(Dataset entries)
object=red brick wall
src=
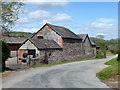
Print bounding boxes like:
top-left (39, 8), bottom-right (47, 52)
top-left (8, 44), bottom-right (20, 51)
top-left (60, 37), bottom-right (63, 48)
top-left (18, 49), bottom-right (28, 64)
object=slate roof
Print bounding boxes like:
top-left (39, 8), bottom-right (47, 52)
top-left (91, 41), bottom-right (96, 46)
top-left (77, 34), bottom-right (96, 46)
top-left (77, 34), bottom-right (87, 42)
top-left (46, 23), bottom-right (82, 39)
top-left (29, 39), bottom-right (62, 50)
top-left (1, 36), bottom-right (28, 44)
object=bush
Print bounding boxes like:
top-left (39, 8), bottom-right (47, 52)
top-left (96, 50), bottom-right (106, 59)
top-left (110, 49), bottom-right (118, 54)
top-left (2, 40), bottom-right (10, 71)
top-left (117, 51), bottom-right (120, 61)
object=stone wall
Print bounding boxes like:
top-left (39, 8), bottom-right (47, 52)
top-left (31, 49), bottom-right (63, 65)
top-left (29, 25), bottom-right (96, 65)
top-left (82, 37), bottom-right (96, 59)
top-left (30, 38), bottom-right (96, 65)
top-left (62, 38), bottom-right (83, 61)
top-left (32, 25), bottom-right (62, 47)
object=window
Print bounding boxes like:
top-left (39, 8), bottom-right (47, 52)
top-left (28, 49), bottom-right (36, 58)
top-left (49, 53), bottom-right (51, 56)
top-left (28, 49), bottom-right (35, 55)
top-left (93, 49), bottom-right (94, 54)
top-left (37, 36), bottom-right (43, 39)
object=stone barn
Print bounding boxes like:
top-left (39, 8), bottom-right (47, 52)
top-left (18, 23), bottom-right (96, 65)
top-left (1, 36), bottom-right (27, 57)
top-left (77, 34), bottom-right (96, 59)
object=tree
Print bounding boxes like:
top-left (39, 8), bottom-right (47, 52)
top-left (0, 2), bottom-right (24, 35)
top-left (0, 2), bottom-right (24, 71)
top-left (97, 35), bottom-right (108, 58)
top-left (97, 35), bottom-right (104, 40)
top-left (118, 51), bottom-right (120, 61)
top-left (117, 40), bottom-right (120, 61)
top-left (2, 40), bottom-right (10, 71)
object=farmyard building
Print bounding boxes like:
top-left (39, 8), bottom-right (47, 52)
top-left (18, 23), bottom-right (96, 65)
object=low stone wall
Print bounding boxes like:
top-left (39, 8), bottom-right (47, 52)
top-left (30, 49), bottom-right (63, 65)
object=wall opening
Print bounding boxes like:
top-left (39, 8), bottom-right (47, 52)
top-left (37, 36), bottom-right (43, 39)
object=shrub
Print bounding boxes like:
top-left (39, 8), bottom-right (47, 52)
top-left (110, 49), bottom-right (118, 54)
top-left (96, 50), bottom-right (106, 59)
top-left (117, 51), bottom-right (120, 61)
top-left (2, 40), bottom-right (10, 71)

◆ TASK TO COMPLETE ◆
With "object" as the string to match, show every line of the entries above that has it.

◆ YOUR SOLUTION ◆
object=red brick wall
object=slate roof
object=bush
object=stone wall
object=window
object=stone barn
object=tree
object=farmyard building
object=low stone wall
object=wall opening
object=shrub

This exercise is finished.